SELECTED EXCERPT:
###

Re: Dumbed-down

From:
"Greg Herlihy" <greghe@pacbell.net>
Newsgroups:
comp.std.c++
Date:
Mon, 24 Jul 2006 09:01:18 CST
Message-ID:
<1153741565.121203.19040@i3g2000cwc.googlegroups.com>
James Kanze wrote:

Seungbeom Kim wrote:
 > kanze wrote:
 >>> Seungbeom Kim posted:
 >>>> template <class Target, class Source>
 >>>> inline Target numeric_cast(Source x)
 >>>> {
 >>>> assert( x is in the range of Target );
 >>>> return static_cast<Target>(x);
 >>>> }
 >>>> (I'm not sure how to express in C++ what I wrote inside assert( );
 >>> assert( numeric_limits<Target>::max() >= x );
 >> assert( std::numeric_limits< Target >::max() >= x
 >> && (! std::numeric_limits< Target >::is_signed
 >> || (std::numeric_limits< Target >::is_integer
 >> ? std::numeric_limits< Target >::min() >= x
 >> : -std::numeric_limits< Target >::max() >= x)) )
 >> ;

 > Thanks for your idea.

 > But this causes numeric_cast<signed>(1) to fail the assertion,
 > because 'std::numeric_limits< Target >::min() >= x' is false.
 > You might have meant 'std::numeric_limits< Target >::min() <= x'

Obviously:-).

 > but this causes numeric_cast<signed>(1000000000U) to fail the
 > assertion (where int is 32 bits).

###

MATERIAL SHOWN:
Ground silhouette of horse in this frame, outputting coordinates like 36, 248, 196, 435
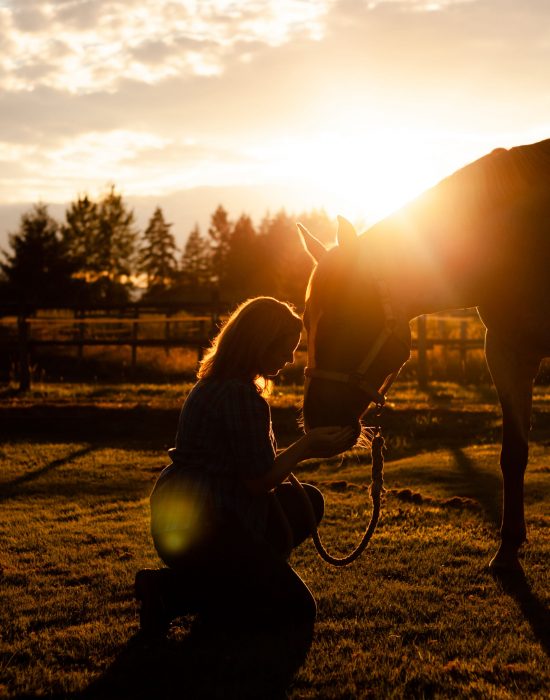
298, 139, 550, 571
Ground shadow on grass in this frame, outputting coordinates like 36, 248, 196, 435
82, 622, 311, 700
0, 445, 96, 503
493, 571, 550, 657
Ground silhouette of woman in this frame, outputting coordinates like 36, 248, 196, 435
136, 297, 354, 638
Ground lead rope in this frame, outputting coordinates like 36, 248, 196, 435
288, 428, 385, 566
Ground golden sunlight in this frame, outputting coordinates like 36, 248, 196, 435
256, 130, 462, 225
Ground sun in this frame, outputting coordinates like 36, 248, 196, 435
302, 132, 448, 224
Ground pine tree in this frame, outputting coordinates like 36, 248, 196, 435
225, 214, 261, 301
94, 185, 138, 284
181, 224, 212, 287
0, 204, 78, 304
137, 207, 178, 289
208, 205, 232, 288
61, 195, 100, 280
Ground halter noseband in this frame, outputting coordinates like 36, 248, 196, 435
304, 278, 406, 410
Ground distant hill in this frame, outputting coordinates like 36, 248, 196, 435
0, 185, 332, 250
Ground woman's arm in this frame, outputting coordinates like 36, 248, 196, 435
244, 427, 355, 493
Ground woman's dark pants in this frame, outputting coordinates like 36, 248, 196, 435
151, 483, 324, 627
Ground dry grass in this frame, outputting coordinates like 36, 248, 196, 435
0, 387, 550, 698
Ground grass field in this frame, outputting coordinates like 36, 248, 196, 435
0, 387, 550, 699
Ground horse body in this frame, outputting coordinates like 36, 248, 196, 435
303, 140, 550, 568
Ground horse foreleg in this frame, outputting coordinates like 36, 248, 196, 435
485, 331, 540, 570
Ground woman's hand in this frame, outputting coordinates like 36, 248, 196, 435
304, 425, 356, 459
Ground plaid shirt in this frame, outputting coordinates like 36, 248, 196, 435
151, 379, 276, 536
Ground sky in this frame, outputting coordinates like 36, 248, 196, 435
0, 0, 550, 246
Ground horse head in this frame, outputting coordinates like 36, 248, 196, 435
298, 217, 411, 437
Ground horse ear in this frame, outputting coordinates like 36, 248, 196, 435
337, 215, 357, 248
296, 223, 327, 262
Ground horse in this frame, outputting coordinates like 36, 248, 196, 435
298, 134, 550, 573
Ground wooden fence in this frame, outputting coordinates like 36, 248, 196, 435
0, 305, 483, 390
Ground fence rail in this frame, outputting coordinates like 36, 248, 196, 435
0, 307, 490, 390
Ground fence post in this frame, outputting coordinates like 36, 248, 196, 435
131, 309, 139, 371
74, 309, 86, 365
164, 313, 172, 355
416, 316, 428, 389
17, 313, 31, 391
460, 318, 468, 384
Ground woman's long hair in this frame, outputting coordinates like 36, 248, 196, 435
197, 297, 302, 388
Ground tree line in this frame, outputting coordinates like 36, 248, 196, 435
0, 186, 335, 306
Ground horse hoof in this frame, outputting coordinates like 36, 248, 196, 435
489, 549, 523, 574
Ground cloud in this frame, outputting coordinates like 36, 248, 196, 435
0, 0, 332, 94
0, 0, 550, 209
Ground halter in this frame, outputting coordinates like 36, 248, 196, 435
304, 278, 406, 412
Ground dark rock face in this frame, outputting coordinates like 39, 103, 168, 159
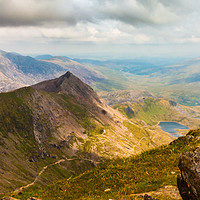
177, 149, 200, 200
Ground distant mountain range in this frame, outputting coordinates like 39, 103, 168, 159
0, 71, 173, 192
0, 51, 103, 92
0, 51, 200, 106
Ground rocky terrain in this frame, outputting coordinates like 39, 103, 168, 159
177, 148, 200, 200
0, 72, 174, 192
0, 51, 103, 92
7, 130, 200, 200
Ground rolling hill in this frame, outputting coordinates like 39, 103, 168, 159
0, 72, 174, 192
0, 51, 103, 92
8, 130, 200, 200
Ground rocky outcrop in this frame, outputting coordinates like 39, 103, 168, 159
144, 194, 155, 200
177, 149, 200, 200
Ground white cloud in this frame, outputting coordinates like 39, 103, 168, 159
0, 0, 200, 57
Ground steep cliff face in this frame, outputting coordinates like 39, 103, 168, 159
0, 50, 103, 92
0, 72, 172, 191
177, 149, 200, 200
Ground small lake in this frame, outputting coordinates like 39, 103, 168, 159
158, 122, 189, 137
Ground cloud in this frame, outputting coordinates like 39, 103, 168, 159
0, 0, 200, 57
0, 0, 195, 26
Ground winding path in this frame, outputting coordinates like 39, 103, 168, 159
13, 158, 100, 193
14, 159, 66, 193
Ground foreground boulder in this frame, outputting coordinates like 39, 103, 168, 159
177, 149, 200, 200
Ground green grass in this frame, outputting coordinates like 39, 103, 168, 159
11, 130, 200, 200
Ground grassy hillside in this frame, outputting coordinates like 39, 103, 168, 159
0, 73, 173, 192
85, 58, 200, 106
113, 97, 199, 129
8, 130, 200, 200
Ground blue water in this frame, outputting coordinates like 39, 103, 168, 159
158, 122, 189, 137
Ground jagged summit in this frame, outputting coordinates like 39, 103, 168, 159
32, 71, 101, 104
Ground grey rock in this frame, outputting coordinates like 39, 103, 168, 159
177, 149, 200, 200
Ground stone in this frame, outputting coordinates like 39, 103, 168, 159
144, 194, 155, 200
177, 149, 200, 200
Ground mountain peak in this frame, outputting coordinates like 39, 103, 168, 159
31, 71, 101, 104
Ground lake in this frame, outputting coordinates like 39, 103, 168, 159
158, 122, 189, 137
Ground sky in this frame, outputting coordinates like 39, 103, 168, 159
0, 0, 200, 59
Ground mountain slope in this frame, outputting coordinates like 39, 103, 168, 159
0, 51, 102, 92
11, 130, 200, 200
0, 72, 173, 192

###

PROBLEMS AND TASKS:
**a.** Decide whether each statement agrees with the newsgroup post, and support each yes or no with the deciding words quoted from it.
(i) The post was sent to the comp.std.c++ newsgroup.
(ii) According to Seungbeom Kim, numeric_cast<signed>(1) passes the assertion.
(iii) The stated failure of numeric_cast<signed>(1000000000U) assumes that int is 32 bits.
**b.** In one to three sentences, use the newsgroup post to explain why numeric_cast<signed>(1) fails the proposed assertion.
Use only the newsgroup post as your source.

COMPLETE ANSWERS:
**a.**
(i) Yes: "comp.std.c++"
(ii) No: "But this causes numeric_cast<signed>(1) to fail the assertion"
(iii) Yes: "(where int is 32 bits)"

**b.** The call fails because the condition 'std::numeric_limits< Target >::min() >= x' in the proposed assertion is false. Seungbeom Kim suggests that 'std::numeric_limits< Target >::min() <= x' was probably intended.